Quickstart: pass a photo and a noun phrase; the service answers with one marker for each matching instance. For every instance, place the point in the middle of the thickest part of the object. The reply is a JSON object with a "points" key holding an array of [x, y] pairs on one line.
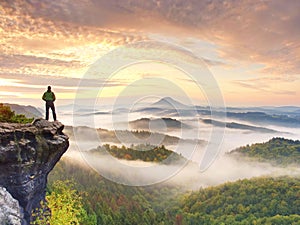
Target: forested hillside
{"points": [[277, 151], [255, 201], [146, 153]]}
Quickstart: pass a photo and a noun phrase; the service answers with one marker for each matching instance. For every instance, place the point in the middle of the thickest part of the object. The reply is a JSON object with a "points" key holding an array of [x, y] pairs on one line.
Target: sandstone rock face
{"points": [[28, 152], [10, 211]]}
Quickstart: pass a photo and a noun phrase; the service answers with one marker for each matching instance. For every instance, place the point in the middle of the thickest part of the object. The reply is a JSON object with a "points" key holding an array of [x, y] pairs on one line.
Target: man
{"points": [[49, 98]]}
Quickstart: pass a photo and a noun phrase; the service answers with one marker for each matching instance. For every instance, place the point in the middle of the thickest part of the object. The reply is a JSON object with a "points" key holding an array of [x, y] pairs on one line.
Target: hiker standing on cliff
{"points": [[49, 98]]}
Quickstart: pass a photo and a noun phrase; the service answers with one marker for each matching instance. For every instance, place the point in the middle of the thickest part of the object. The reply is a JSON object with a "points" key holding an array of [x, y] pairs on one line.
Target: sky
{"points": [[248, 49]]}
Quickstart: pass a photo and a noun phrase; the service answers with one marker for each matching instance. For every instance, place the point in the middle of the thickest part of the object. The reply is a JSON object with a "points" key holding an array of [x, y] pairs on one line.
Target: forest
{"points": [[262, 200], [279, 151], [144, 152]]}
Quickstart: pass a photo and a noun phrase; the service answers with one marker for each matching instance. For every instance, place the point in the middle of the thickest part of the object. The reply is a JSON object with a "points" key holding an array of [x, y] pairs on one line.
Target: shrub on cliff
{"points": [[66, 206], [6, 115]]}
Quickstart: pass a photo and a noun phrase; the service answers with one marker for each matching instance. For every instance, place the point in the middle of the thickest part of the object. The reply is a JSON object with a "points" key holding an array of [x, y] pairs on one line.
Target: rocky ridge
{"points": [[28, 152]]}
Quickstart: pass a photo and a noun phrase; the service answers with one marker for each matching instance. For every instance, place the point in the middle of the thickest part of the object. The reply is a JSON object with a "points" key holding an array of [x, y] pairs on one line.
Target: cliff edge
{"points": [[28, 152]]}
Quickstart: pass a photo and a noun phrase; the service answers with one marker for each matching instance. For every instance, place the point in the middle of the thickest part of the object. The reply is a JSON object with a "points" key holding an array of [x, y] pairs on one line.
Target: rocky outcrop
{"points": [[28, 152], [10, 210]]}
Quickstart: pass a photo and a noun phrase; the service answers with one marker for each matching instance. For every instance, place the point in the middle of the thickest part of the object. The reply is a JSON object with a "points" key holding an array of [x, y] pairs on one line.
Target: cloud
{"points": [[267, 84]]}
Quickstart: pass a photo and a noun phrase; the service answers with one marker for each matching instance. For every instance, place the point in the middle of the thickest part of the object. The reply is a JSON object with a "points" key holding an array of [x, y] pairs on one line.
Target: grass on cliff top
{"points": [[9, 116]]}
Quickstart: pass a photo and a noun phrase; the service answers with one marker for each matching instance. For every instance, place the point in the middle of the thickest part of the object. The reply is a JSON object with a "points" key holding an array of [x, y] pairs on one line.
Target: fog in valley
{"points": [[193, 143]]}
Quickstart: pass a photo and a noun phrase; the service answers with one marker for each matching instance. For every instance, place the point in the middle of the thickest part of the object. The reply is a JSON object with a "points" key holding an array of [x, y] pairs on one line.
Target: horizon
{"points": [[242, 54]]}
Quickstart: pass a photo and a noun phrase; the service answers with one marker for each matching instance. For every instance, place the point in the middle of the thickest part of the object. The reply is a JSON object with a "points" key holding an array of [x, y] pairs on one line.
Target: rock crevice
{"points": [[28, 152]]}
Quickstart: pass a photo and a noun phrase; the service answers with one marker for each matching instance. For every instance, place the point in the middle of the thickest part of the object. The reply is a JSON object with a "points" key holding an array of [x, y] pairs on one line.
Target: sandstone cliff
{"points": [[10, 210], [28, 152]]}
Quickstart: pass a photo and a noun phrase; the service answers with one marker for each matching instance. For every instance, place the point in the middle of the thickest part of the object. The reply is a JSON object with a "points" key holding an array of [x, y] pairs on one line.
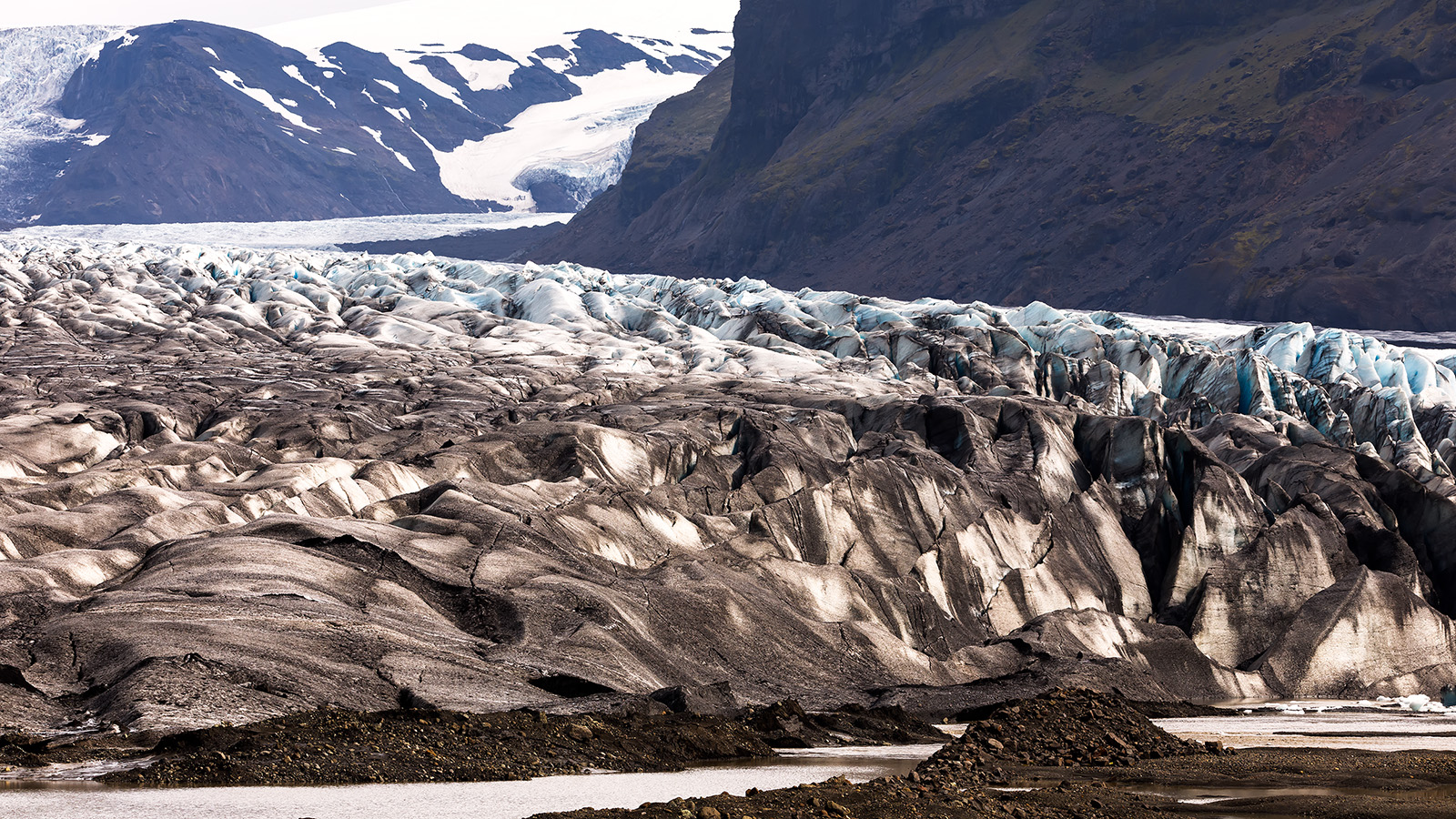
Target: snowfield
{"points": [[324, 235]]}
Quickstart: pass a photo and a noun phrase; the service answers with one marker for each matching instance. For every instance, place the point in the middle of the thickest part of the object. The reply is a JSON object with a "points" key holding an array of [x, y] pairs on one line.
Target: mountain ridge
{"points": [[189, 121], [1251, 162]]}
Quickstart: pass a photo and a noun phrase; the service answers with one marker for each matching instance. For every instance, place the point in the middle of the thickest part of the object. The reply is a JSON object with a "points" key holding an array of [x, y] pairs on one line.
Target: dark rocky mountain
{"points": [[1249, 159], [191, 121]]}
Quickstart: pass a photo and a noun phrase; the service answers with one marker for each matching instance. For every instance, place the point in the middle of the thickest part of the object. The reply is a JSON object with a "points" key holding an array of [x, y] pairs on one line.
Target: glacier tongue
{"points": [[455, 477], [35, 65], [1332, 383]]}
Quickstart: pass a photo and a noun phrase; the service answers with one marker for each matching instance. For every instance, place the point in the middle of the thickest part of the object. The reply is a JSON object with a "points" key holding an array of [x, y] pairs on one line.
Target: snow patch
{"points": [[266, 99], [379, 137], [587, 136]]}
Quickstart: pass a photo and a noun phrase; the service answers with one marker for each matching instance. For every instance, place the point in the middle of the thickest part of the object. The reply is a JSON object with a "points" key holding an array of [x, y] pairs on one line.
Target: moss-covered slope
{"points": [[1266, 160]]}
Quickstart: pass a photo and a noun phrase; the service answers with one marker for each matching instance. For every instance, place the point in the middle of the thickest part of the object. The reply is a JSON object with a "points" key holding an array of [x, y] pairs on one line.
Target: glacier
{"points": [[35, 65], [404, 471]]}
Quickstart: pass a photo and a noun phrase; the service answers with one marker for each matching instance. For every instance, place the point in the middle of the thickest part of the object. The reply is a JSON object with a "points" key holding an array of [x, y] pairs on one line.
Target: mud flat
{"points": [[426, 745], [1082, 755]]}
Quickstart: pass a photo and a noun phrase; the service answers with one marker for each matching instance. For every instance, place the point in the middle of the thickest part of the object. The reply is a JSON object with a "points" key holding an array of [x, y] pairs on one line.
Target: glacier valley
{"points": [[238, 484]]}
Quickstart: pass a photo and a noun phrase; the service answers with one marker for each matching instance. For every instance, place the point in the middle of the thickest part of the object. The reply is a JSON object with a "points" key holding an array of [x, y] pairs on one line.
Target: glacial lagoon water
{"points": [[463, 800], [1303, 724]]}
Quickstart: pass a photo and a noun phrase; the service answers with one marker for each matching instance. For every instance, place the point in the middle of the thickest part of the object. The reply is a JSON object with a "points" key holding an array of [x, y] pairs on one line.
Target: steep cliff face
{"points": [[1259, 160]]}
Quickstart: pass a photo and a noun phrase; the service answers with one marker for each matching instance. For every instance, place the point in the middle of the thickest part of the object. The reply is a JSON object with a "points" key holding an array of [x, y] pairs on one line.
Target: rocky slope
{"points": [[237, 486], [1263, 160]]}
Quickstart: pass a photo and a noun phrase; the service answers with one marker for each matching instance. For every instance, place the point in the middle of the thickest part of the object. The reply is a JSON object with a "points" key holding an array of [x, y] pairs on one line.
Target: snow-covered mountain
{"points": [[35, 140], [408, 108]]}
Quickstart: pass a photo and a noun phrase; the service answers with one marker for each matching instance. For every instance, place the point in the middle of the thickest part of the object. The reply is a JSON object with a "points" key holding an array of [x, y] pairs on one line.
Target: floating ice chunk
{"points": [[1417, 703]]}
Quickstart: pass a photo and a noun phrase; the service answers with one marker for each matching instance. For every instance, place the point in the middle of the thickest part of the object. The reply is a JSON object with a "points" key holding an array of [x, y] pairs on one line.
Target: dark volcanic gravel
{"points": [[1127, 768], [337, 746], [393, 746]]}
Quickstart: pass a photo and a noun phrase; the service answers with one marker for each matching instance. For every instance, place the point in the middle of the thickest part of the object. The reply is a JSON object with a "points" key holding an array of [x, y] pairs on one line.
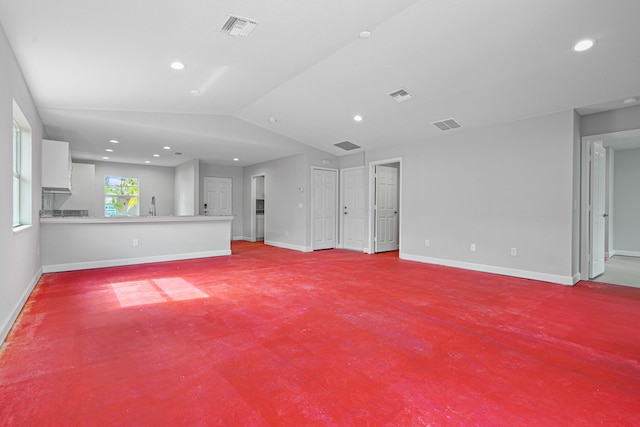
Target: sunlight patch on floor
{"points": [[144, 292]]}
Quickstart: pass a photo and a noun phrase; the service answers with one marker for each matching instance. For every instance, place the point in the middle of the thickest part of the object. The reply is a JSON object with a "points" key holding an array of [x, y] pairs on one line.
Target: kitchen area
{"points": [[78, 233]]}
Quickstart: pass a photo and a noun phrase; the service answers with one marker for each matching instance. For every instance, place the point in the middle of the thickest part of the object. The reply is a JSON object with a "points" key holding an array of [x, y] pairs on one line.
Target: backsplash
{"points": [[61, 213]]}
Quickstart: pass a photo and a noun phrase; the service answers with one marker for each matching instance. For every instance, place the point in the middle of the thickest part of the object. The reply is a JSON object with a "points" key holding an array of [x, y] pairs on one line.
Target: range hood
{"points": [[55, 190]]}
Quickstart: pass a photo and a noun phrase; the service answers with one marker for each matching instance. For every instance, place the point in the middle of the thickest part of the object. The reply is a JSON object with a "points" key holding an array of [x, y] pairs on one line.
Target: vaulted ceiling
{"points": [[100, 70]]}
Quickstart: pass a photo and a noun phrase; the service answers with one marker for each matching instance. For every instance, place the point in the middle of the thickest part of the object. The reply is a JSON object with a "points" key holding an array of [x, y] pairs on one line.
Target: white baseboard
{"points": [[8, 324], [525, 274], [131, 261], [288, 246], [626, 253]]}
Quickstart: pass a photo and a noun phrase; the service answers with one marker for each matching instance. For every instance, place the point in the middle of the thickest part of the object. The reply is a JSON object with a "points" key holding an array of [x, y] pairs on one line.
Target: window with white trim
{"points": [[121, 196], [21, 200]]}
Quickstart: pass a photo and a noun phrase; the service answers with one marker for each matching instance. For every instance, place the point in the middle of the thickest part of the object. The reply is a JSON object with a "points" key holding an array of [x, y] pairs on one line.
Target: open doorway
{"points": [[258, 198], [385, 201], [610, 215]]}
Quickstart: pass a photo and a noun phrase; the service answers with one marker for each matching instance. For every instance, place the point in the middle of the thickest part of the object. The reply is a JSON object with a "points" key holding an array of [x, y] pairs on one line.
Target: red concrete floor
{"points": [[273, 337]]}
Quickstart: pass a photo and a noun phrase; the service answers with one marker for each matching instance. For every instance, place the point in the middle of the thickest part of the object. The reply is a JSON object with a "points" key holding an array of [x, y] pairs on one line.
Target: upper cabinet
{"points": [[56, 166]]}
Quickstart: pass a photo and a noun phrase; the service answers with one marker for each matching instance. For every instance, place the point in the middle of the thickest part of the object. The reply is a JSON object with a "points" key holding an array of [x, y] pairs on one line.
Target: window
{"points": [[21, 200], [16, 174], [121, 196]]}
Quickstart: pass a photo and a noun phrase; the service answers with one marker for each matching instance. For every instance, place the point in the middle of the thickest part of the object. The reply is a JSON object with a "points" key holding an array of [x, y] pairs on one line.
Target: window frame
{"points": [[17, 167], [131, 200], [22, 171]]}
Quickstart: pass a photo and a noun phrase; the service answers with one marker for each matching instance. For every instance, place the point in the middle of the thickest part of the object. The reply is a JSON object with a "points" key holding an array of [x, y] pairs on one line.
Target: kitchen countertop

Exercise requirements | Only the lines from the one holding "Target: window frame" through the end of the listing should appear in the response, each restated exactly.

Response to this exercise |
Target: window frame
{"points": [[17, 167], [131, 200], [22, 171]]}
Quickstart: pass a photo and a noun phrase; the service answers with one marker for each matching instance. For every instance, place the point in the middle of the thickest part of the object. The reply is a JSON object with a "points" key holding an array of [x, y] pairs on one line.
Target: kitchen countertop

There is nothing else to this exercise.